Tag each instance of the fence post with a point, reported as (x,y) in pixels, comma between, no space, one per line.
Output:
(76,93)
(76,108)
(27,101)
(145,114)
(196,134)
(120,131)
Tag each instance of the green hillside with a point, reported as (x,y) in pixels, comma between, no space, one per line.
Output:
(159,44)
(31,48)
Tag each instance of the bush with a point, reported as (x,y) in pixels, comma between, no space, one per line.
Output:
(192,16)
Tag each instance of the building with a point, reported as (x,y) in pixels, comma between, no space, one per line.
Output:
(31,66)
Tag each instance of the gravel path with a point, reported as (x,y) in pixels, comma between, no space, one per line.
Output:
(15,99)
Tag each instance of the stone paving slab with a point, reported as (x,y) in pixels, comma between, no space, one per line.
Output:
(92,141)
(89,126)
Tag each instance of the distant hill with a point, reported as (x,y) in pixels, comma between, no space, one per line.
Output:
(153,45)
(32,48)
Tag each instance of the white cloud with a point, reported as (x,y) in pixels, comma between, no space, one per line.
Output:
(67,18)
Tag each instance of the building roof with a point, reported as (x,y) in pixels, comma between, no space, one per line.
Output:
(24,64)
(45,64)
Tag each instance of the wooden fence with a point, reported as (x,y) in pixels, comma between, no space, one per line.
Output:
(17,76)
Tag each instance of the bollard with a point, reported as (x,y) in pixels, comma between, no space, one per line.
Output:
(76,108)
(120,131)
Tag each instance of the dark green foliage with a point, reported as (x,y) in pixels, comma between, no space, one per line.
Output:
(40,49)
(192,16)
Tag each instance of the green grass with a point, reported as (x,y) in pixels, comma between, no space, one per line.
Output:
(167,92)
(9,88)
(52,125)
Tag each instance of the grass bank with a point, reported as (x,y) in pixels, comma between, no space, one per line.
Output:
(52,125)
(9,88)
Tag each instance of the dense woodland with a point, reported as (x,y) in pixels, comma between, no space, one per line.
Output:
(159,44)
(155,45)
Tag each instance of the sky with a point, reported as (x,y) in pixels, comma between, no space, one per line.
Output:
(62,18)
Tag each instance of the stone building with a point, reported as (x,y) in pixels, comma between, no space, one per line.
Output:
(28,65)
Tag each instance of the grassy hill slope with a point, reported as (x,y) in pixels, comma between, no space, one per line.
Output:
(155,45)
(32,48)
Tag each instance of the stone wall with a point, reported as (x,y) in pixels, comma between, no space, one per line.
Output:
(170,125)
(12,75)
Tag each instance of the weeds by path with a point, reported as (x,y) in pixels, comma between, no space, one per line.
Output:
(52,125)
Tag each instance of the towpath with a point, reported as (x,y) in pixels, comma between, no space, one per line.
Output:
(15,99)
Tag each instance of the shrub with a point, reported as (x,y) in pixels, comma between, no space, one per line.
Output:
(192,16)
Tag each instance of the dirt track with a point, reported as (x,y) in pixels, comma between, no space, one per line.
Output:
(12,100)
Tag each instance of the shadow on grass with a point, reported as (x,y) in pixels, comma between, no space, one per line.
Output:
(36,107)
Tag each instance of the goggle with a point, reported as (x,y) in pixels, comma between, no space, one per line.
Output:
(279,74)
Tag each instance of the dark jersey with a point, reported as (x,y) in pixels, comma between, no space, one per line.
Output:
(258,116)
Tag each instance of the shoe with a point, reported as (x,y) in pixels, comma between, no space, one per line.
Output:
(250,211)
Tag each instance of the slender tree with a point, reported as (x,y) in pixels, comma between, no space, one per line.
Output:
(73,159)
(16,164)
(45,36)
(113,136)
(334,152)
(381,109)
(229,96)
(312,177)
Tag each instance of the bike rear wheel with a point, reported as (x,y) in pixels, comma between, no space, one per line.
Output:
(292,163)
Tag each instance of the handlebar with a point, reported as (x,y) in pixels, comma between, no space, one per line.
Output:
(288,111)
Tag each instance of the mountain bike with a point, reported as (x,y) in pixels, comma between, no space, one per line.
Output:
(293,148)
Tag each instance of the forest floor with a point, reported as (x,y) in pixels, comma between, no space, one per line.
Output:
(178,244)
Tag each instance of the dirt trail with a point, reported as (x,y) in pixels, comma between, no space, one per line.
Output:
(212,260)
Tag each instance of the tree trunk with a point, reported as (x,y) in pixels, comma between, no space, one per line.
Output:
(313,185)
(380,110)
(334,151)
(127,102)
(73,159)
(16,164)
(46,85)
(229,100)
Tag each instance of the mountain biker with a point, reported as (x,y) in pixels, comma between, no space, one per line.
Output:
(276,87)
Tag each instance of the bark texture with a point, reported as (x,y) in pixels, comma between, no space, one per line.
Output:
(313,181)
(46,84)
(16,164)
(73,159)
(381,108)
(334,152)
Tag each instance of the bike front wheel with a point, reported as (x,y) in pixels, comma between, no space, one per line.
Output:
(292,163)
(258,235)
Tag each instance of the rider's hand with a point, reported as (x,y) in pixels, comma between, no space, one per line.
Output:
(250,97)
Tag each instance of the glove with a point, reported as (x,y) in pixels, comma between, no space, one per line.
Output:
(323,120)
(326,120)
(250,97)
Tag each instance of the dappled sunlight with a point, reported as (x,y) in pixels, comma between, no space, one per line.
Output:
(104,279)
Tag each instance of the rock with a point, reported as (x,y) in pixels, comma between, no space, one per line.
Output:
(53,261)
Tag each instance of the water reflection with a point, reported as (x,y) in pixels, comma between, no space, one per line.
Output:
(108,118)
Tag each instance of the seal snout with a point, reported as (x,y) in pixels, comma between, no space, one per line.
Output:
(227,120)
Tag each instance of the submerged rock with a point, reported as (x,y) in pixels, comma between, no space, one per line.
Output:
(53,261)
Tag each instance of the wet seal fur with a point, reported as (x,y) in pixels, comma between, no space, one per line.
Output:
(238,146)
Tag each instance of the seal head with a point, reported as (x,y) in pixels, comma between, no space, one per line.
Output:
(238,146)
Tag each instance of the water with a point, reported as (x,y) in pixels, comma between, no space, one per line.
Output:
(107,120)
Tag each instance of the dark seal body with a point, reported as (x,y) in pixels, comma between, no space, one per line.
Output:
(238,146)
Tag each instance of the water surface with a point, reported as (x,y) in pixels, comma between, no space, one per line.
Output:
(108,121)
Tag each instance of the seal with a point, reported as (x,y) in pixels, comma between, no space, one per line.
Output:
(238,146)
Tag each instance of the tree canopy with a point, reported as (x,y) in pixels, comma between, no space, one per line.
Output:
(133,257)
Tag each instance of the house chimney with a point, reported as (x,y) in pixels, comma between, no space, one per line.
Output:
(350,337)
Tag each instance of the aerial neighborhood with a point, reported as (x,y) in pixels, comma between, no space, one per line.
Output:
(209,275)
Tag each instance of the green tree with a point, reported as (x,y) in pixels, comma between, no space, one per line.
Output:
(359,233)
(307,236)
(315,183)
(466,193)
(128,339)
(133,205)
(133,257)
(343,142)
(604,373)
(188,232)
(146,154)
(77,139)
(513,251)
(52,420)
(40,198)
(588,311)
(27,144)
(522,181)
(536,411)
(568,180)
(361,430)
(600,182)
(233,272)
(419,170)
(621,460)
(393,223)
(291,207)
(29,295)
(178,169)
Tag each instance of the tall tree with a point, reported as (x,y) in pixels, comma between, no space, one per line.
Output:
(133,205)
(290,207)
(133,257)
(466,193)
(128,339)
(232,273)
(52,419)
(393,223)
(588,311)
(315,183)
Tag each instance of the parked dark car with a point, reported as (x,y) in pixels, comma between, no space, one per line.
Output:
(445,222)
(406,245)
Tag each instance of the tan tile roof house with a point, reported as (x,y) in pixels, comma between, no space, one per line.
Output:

→ **JOB**
Only the lines from the one containing "Tag each instance of the wet" through the end of the entries above belong in the answer; repeat them exactly.

→ **SOLUTION FOR THIS PROBLEM**
Tag each instance of the wet seal fur with a point, reported as (x,y) in pixels, comma between, no space, one per line.
Output:
(238,146)
Tag each instance of the seal head with a point, reported as (x,y) in pixels, comma between, no space, one per line.
Output:
(238,146)
Tag each instance of the water with a point, reported as (x,y) in pixels, comma between, no space, one per line.
Output:
(107,120)
Tag each instance of the dark seal body with a point, reported as (x,y) in pixels, comma between, no space, one per line.
Output:
(238,146)
Tag each instance of the water surface with a point, reported as (x,y) in pixels, comma between, no space, one per line.
Output:
(108,121)
Tag each instance of the seal with a point, reported as (x,y) in pixels, comma between, no space, one per line.
Output:
(238,146)
Tag each instance of the tree canopy with a point, reported as (x,y) in pixels, comma between, no space, one per line.
Output:
(133,257)
Tag each instance of the house chimney with a point, reported as (x,y) in pixels, comma between, no space, one per line.
Output:
(350,337)
Tag each instance of the aerial neighborhood with a point, reported as (x,y) in pixels, comma between, no space, one per line.
Output:
(209,275)
Tag each instance of the green tree with a point, reported as (x,y) in pixels, comma between, no space, one per line.
Output:
(359,233)
(307,236)
(315,183)
(466,193)
(128,339)
(133,205)
(133,257)
(343,142)
(604,373)
(188,232)
(146,154)
(77,139)
(513,251)
(52,420)
(40,198)
(588,311)
(27,144)
(522,181)
(536,411)
(568,180)
(361,430)
(600,182)
(233,272)
(419,170)
(621,460)
(393,223)
(291,207)
(29,295)
(178,169)
Tag each instance of the tall tree with a point, reported as (x,y) in pixels, comma between, no space, one per line.
Output:
(133,205)
(290,207)
(133,257)
(466,193)
(128,339)
(232,273)
(52,419)
(393,223)
(588,311)
(315,183)
Tag each instance of the parked dark car with a point, reported as (x,y) in pixels, comma between, no space, one per line.
Output:
(445,222)
(406,245)
Tag each instance of the tan tile roof house with a point, reported as (x,y) in pixels, comma between, no space, one per line.
Output:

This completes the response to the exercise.